-- START Records shown --
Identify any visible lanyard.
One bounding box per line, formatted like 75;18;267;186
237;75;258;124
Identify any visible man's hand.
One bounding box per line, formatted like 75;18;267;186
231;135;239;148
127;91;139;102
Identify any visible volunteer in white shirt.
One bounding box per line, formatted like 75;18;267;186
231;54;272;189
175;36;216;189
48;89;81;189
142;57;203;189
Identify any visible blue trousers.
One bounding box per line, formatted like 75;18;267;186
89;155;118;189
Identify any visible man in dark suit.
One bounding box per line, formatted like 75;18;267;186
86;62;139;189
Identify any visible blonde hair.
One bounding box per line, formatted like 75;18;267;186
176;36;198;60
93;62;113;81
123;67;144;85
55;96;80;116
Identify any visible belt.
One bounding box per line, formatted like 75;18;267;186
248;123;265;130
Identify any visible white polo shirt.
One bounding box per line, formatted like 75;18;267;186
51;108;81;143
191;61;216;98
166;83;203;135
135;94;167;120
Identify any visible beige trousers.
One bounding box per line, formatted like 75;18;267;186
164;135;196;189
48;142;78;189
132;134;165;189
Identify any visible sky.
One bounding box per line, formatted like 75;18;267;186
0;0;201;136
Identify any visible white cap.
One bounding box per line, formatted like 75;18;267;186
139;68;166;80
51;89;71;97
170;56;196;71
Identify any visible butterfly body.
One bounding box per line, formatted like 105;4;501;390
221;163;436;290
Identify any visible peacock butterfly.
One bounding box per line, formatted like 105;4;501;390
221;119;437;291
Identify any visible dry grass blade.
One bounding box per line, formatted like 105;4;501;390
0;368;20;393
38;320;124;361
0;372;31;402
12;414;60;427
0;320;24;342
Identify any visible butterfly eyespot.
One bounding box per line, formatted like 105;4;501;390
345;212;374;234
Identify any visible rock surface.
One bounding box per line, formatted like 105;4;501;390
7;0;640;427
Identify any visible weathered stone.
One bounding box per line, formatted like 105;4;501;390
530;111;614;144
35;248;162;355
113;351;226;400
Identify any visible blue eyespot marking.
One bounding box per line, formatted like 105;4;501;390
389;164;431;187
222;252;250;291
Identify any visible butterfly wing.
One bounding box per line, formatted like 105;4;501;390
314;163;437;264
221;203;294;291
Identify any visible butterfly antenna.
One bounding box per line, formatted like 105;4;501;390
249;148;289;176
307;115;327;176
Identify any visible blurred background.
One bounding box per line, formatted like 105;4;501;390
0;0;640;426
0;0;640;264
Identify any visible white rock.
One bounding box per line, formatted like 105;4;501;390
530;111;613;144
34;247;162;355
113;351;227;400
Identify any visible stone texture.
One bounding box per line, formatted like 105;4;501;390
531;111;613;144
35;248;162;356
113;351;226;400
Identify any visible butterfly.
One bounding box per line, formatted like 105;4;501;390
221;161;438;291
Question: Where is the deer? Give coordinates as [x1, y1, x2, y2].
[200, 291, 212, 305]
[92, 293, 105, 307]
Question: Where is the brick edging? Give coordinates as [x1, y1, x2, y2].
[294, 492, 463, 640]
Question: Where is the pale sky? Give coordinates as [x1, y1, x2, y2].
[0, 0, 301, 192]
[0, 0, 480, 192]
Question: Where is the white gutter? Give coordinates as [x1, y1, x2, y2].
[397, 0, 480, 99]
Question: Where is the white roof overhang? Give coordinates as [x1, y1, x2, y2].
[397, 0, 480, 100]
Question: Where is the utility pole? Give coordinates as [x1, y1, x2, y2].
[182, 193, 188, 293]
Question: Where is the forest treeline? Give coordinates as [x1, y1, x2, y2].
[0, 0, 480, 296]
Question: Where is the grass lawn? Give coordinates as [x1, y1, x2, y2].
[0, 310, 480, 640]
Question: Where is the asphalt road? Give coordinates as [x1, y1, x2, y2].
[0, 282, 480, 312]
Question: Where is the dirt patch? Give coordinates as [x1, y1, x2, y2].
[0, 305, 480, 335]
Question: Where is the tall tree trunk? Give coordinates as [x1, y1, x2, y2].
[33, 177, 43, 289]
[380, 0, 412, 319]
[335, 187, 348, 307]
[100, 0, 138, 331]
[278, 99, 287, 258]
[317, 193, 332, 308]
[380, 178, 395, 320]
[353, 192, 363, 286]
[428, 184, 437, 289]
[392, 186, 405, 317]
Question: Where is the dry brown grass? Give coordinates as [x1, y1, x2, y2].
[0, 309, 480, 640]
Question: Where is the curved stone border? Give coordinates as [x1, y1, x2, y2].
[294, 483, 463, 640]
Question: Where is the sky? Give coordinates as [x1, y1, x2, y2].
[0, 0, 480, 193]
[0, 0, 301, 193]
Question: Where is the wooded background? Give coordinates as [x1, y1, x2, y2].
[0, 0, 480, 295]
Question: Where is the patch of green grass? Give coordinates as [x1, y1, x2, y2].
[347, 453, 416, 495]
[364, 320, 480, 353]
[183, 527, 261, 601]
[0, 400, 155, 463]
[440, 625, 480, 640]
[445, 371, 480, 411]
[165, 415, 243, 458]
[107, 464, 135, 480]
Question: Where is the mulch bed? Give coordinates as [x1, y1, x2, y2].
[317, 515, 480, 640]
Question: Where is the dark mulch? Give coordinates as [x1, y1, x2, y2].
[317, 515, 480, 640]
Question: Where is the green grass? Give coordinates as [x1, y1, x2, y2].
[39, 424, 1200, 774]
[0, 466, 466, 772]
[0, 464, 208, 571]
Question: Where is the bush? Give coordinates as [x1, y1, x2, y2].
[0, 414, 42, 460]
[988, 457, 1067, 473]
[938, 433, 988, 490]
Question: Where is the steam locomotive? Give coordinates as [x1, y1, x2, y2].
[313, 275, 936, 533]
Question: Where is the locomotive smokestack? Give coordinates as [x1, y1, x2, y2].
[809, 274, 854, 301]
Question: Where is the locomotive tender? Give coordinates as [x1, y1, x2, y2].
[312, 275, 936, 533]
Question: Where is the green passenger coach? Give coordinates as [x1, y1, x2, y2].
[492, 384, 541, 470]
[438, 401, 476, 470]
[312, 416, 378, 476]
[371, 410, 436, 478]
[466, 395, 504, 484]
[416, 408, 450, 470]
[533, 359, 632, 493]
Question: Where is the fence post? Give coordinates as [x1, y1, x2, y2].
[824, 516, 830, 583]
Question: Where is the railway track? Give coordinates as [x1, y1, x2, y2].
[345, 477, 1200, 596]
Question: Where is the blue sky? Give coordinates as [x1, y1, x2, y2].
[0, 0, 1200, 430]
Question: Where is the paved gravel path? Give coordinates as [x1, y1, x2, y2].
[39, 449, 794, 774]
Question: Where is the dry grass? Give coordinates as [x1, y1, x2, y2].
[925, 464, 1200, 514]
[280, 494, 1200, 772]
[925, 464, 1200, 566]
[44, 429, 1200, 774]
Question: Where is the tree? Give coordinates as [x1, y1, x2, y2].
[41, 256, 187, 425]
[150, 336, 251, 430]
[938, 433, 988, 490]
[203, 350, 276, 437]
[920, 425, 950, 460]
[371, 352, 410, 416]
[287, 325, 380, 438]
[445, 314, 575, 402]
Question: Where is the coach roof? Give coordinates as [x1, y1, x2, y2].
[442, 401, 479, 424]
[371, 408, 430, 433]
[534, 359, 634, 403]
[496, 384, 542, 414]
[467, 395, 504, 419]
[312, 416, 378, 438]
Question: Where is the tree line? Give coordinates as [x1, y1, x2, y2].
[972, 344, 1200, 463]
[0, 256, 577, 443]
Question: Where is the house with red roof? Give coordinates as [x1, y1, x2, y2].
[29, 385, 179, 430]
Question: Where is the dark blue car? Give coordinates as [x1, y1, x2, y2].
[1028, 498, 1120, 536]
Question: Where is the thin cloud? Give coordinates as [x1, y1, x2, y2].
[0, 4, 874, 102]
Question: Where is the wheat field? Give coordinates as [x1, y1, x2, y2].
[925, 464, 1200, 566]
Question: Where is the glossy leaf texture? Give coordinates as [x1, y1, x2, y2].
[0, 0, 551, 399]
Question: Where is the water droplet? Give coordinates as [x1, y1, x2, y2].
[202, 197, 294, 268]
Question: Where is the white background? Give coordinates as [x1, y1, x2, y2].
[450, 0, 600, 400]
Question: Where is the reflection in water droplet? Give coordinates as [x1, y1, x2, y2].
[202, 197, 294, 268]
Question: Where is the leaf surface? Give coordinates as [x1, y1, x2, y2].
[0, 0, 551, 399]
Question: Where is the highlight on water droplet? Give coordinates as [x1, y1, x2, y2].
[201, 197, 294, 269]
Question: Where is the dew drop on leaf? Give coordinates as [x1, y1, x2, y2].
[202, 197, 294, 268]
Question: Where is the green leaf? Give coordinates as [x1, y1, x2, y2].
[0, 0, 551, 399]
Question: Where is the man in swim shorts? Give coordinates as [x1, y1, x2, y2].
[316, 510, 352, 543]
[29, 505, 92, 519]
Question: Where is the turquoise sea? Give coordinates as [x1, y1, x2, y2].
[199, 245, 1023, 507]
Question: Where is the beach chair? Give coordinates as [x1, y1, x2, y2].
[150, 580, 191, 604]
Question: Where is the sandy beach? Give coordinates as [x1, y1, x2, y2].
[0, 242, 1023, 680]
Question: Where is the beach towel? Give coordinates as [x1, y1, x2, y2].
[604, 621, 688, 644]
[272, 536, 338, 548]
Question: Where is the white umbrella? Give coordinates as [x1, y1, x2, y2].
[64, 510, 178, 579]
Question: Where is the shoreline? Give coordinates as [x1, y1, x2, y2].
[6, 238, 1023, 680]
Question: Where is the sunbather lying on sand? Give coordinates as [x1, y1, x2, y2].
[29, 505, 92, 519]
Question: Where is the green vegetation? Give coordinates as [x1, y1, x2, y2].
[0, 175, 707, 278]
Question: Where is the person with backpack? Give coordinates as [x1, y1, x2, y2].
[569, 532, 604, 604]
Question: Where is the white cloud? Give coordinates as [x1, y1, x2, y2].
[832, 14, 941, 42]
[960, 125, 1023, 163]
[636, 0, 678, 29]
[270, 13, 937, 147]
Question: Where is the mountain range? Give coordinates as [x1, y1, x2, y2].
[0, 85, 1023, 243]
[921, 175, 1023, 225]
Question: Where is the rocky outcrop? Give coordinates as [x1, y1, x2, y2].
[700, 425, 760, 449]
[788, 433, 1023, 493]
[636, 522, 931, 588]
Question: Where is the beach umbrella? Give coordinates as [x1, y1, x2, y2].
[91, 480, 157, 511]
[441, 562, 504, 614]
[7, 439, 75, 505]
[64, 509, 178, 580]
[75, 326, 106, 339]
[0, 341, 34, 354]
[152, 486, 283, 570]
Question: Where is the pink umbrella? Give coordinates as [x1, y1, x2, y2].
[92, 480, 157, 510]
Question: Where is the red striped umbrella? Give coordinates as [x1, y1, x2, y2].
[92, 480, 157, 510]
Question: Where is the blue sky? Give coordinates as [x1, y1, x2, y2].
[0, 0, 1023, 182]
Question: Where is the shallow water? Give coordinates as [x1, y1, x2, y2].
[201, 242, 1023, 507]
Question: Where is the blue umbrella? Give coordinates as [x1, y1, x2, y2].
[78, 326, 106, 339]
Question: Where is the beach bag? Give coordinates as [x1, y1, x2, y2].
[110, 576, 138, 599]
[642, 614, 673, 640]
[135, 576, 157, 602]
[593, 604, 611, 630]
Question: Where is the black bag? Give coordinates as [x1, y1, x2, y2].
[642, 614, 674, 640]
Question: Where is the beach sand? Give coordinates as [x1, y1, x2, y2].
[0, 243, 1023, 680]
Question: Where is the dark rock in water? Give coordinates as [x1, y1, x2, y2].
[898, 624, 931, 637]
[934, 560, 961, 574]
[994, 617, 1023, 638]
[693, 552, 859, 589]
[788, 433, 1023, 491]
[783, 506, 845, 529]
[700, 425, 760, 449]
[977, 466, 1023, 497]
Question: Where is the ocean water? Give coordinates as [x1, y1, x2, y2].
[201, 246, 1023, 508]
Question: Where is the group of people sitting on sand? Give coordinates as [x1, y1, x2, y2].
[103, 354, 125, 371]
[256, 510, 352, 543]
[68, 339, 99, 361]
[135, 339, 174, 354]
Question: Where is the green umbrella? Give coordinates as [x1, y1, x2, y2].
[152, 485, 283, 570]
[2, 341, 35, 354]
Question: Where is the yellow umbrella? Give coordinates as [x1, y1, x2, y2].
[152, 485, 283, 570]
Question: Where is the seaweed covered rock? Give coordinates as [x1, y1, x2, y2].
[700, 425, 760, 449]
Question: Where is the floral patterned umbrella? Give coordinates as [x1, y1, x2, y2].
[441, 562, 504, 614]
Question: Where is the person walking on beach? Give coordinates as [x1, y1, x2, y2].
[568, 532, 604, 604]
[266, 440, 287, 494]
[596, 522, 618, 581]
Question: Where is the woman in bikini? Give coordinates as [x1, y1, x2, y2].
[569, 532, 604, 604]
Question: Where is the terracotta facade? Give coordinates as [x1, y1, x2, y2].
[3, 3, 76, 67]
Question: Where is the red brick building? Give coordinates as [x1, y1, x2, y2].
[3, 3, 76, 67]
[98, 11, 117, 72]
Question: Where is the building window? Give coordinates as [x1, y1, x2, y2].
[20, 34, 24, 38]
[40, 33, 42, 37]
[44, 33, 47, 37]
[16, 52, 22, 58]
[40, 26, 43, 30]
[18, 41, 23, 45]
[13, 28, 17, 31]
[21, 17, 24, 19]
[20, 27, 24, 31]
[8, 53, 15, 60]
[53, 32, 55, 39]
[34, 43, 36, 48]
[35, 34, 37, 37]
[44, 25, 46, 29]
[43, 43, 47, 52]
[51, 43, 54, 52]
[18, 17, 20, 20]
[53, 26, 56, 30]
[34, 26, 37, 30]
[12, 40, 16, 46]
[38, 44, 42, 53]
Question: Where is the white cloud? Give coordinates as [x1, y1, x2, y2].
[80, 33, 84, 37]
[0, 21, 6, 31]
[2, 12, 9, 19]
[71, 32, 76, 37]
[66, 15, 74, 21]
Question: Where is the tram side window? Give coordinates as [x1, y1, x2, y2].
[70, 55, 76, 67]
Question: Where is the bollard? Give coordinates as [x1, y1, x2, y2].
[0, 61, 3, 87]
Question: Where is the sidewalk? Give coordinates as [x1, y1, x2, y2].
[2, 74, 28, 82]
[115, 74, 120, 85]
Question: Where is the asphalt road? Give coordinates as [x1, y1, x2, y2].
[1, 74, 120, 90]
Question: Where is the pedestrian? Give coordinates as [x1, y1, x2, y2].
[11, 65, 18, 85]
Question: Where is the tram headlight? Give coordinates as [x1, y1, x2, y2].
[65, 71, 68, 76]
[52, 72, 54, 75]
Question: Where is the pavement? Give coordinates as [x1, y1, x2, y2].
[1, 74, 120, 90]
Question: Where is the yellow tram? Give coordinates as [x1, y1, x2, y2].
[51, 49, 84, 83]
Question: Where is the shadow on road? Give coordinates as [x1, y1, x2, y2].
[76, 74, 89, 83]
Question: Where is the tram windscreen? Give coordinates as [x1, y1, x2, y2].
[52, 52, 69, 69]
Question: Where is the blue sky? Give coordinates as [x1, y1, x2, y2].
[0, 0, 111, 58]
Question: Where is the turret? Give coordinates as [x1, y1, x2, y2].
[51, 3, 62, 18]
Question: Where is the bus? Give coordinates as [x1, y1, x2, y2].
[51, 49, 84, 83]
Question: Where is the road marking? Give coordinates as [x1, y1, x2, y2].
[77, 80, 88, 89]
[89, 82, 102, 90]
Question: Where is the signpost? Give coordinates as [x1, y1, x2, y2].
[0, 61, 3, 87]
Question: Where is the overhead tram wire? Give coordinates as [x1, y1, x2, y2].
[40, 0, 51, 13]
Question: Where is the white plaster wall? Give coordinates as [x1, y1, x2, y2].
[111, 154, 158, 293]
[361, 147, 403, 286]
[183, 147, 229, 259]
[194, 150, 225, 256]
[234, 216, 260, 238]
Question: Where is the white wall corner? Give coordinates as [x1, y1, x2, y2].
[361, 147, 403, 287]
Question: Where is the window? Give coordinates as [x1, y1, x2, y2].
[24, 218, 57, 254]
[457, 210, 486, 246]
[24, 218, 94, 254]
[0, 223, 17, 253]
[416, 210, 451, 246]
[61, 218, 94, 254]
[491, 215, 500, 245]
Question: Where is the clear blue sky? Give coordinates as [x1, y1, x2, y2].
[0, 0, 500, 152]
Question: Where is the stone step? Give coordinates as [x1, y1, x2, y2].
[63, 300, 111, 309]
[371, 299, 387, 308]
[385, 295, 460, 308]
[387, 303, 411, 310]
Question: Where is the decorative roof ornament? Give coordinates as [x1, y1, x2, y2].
-- END Records shown --
▶ Work to do
Please arrange the records as a two-column CSV with the headers text and answer, beginning at the line that has "Question: Where is the white roof" and stopping after the line that has "[0, 305, 480, 335]". Give one row per record, putting each value in a single quoted field and turning any line breaks into spaces.

▶ Answer
text,answer
"Question: Where is the white roof overhang? Give coordinates as [x1, y1, x2, y2].","[397, 0, 480, 100]"
"Question: Where is the utility pole? Give coordinates as [x1, y1, x2, y2].","[182, 193, 188, 293]"
"Question: Where is the forest treeline? Give coordinates as [x1, y1, x2, y2].","[0, 0, 480, 296]"
"Question: Where is the grass lawn? Give coordinates as [x1, y1, x2, y2].","[0, 310, 480, 640]"
"Question: Where is the asphalt road? Give coordinates as [x1, y1, x2, y2].","[0, 282, 480, 312]"
"Question: Where is the dirt patch? Give coordinates as [x1, y1, x2, y2].","[0, 305, 480, 335]"